* **What the task asks**: Only the lines from the one containing "[pin] gray plaid" through the last line of the data are to be written out, exactly and in full.

* **Point localization data**:
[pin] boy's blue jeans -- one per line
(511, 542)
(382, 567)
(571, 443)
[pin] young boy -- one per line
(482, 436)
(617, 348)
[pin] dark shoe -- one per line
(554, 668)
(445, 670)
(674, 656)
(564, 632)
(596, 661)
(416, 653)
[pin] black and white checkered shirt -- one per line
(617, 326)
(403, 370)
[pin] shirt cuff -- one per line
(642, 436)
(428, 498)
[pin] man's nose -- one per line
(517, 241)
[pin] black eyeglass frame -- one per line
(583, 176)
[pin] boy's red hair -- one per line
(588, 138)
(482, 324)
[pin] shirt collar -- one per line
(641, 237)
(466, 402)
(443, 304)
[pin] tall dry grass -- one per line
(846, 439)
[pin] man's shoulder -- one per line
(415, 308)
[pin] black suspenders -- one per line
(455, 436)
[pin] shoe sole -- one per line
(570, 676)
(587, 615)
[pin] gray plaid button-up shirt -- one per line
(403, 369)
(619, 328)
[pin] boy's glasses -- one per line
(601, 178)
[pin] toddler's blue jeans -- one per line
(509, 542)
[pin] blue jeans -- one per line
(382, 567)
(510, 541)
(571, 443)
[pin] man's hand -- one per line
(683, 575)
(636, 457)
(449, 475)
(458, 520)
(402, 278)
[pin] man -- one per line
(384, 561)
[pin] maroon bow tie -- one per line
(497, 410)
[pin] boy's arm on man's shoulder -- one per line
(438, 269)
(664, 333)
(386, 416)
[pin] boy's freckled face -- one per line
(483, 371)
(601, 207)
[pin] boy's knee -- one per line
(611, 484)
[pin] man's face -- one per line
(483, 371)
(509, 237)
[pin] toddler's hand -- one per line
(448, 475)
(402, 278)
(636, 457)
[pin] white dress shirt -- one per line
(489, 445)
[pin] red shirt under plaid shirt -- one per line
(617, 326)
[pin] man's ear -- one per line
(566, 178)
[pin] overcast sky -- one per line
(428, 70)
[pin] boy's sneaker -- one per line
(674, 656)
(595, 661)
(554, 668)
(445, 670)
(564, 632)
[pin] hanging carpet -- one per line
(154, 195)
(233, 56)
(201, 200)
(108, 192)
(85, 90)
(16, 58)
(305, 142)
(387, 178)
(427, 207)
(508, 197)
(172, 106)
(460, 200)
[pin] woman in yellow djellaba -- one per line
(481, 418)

* **Your response**:
[pin] gray plaid button-up shirt -- one per line
(403, 369)
(619, 328)
[pin] boy's glasses -- one per line
(601, 178)
[pin] toddler's blue jeans -- one per line
(509, 542)
[pin] blue jeans -- one per line
(382, 567)
(510, 541)
(571, 443)
[pin] man's hand -- one per line
(683, 575)
(636, 457)
(449, 475)
(458, 520)
(402, 278)
[pin] man -- one per line
(384, 561)
[pin] maroon bow tie -- one per line
(497, 410)
[pin] boy's arm on man's shoulder -- one per line
(438, 269)
(664, 333)
(386, 416)
[pin] boy's freckled face -- one per line
(483, 371)
(601, 207)
[pin] boy's knee -- one per line
(611, 484)
[pin] man's face -- one per line
(483, 371)
(509, 237)
[pin] toddler's hand -- one per line
(448, 475)
(402, 278)
(636, 457)
[pin] white dress shirt -- one per line
(489, 445)
[pin] red shirt under plaid shirt -- one per line
(617, 326)
[pin] man's ear -- one per line
(566, 178)
[pin] overcast sky -- one per line
(428, 70)
[pin] boy's sneaker -- one per line
(674, 656)
(595, 661)
(554, 668)
(445, 670)
(564, 632)
[pin] hanging carpet -- one per line
(154, 195)
(233, 56)
(201, 200)
(108, 192)
(85, 90)
(16, 58)
(305, 142)
(387, 178)
(427, 207)
(508, 197)
(172, 106)
(460, 200)
[pin] woman in yellow djellaba -- one per line
(481, 418)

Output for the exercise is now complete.